--- BEGIN Text ---
4. Ooh, the fish and the cat don't like the name Pinocchio.


5. Geppetto really needs some company.


6. How is the fish so pretty? It's not fair, she's a fish!


7. Ah yes, an alarm clock where the alarm noise is a child screaming while his mother spanks him. Lovely. 



8. That pipe is literally as long as your arm, Geppetto. I'm concerned.

9. The cat is me. I am literally this cat. 


10. I'm pretty sure the Blue Fairy is just Snow White with blonde hair.

11. Geppetto, go back to bed. 


12. How are two foxes walking around and no one notices? Yet people notice Pinocchio is wooden...



13. I'm convinced the cat wants to be human and that's why he's jealous of Pinocchio.

14. For being a conscience, Jiminy's not very noble or good.

15. Lol, the cat/lion/fox/human thing is so stupid.

16. Yeah Pinocchio, don't be an actor. There's no money in that. Go to school.



17. How has Pinocchio become so famous in like 30 seconds?

18. Poor Pinocchio. All these girls want him and he looks terrified. 


19. The show runner just locked Pinocchio in a cage!


20. And now he's twerking. This is not good. 


22. The dolls are hanging by their necks and the lightning keeps flashing on their smiling faces. This is creepy. How is this a children's movie?

23. Poor Geppetto. He's all alone in his bathrobe in the rain trying to find his son.

24. How does a puppet blow his nose? What does he get? Splinters instead of boogers?

25. Ooh. Pinocchio's in trouble now. The Blue Fairy wants to know why Pinocchio didn't go to school.

26. How did his nose grow birds? Maybe he gets birds instead of boogers.


27. Ooh. His coins are bigger than the show runner/director's. Take his, fox people.


28. Did the man just say he's collecting stupid little boys? 

29. This is so not a children's movie.

30. Let me get this right. He's collecting stupid boys to take to a place called Pleasure Island where they never come back as boys. Please tell me I'm not the only one whose mind is going some place it shouldn't.

31. Pinocchio! Don't go to Pleasure Island; you won't be able to go school... I'm sensing a theme here. 

32. So Pleasure Island is basically a big carnival with free drinks and cakes.... can I go to Pleasure Island?


33. "Come here and smoke your heads off!" Who decided this was an appropriate movie for children?

34. "You buttered your bread, now sleep in it." I don't think that's how that phrase goes Jiminy.

35. The stupid-boy-collecting man is turning the stupid boys into donkeys. Okay. That's not what I was expecting.
--- END Text ---
--- BEGIN Listed entries ---
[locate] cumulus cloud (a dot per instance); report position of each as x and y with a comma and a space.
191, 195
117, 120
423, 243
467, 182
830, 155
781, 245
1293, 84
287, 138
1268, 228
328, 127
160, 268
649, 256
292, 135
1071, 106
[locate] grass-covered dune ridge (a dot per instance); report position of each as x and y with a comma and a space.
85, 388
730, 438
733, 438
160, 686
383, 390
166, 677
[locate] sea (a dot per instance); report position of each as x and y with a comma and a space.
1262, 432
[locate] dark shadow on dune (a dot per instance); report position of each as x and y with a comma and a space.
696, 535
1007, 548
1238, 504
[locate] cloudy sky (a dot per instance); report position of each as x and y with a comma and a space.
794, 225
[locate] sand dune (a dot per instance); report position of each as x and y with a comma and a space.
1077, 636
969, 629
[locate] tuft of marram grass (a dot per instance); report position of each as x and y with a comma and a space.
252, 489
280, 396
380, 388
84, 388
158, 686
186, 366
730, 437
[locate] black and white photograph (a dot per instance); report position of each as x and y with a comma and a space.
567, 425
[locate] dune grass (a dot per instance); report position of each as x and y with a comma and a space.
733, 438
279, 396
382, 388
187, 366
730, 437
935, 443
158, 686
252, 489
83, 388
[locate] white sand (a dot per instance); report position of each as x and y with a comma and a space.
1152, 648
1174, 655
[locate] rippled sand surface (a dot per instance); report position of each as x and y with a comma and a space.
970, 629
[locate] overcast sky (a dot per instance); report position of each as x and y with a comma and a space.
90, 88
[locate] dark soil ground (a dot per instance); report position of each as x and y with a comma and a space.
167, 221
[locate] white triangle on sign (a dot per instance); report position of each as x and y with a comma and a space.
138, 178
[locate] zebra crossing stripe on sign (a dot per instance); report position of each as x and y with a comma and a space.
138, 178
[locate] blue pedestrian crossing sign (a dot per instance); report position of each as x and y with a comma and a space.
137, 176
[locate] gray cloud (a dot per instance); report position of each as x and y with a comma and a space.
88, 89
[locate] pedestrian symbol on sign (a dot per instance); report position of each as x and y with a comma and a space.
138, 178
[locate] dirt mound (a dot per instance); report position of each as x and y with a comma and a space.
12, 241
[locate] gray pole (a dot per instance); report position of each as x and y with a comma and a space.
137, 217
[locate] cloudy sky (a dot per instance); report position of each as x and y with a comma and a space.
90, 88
--- END Listed entries ---
**Tasks for this exercise**.
**A)** Could you output the passage of the Pinocchio list starting at "17. How has" and ending at "find his son.", copied word for word?
**B)** Can you go on with the numbered list of remarks on Pinocchio, picking up after its last entry?

**Exercise results**.
**A)**
17. How has Pinocchio become so famous in like 30 seconds?

18. Poor Pinocchio. All these girls want him and he looks terrified. 


19. The show runner just locked Pinocchio in a cage!


20. And now he's twerking. This is not good. 


22. The dolls are hanging by their necks and the lightning keeps flashing on their smiling faces. This is creepy. How is this a children's movie?

23. Poor Geppetto. He's all alone in his bathrobe in the rain trying to find his son.

**B)**
36. The real question is, why are there no girls here? Answer, because girls aren't this stupid apparently.

37. Oh, we're in trouble. Pinocchio's turning into a donkey. 


38. This is horrifying.



39. Finally. Go home Pinocchio. 

40. Where's Geppetto?

41. Oh, he was swallowed by a whale. Of course. I should have seen that coming. 

42. Pinocchio's going to drown himself to find the whale at the bottom of the sea. Right. That's logical.



43. Now he's dragging the rock that sunk him around with him. Is this supposed to be symbolic?

44. Aww, the sea horses are so cute!

45. "I never though it would end this way. Starving to death in the belly or a whale." I can't imagine many people would think it would end that way, Geppetto. 

46. They're literally making a fire in the belly of the whale just for the purpose of making it sneeze so they can get out. How stupid are these people? Why is the whale not burning on the inside? So many questions!

47. Oh. The whale's having a sneezing fit. This isn't good. The whale's the size of the hotel. 


48. "Oh no! Now he hates me!" Well if you wanted him to like you Geppetto, maybe you shouldn't have set your boat on fire in his belly. Not the best way to make friends.


49. No! Pinocchio's dead (although I'm a little confused as to how. Can't he breathe underwater?)


50. Oh please! You're going to save him? He hasn't been selfless, brave or true! He's been a brat.


51. Yeah, yeah, Pinocchio's alive. We get it.



52. Awww, Jiminy's got his gold badge. Good for him.

Well.

That was something.

A little different than I remember.

Okay, a lot different than I remember.

Moral of the story: Stay in school kids.